**Work required:** Find every line in the material that contains the string "shorts", and copy each of those lines.

== == ==

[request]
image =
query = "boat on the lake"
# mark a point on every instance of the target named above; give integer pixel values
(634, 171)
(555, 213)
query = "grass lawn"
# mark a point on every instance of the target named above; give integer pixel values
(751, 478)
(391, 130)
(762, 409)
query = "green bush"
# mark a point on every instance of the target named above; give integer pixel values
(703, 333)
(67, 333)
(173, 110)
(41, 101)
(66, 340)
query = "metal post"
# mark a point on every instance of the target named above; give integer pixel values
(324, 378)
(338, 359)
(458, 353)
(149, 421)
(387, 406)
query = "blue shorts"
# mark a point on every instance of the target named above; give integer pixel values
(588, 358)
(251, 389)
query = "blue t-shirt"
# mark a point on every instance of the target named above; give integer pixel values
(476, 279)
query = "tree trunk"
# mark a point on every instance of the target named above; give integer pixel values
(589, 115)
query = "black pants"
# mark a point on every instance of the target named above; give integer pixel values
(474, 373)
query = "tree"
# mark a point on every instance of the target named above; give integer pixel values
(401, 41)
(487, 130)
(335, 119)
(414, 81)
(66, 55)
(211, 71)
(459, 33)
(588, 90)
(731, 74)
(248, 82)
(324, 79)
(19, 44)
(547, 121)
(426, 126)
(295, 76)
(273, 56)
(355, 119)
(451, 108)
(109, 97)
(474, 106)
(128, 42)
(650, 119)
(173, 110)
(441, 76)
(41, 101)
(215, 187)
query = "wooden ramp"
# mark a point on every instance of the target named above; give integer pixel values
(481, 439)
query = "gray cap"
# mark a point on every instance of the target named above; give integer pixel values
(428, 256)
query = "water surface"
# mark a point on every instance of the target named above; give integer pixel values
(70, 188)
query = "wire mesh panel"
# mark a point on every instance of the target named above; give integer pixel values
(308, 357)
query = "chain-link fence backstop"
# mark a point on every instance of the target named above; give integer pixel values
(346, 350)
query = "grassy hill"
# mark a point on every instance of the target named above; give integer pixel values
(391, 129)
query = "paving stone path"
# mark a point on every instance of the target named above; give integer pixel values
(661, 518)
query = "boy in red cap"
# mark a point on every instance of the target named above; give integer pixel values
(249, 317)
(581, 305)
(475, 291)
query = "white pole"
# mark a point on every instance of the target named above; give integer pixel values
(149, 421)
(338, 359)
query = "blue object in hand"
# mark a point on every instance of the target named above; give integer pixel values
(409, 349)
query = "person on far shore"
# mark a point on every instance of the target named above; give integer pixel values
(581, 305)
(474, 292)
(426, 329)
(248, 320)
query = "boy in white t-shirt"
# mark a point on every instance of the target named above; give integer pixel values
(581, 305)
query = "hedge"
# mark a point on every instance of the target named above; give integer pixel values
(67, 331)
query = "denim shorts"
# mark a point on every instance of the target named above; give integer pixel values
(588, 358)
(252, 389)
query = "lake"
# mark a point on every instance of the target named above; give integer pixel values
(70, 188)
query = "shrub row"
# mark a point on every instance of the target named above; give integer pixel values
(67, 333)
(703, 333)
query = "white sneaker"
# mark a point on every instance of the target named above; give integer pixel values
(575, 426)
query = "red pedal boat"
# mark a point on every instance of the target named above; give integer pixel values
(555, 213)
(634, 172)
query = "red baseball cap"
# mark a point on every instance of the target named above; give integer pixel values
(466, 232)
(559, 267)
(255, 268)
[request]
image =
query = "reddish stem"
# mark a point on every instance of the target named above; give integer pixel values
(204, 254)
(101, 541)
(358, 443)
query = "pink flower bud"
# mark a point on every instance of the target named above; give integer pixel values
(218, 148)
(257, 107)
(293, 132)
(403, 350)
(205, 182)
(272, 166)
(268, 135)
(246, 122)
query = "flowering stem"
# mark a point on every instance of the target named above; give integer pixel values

== == ==

**Response:**
query = "blue shorts"
query = "denim shorts"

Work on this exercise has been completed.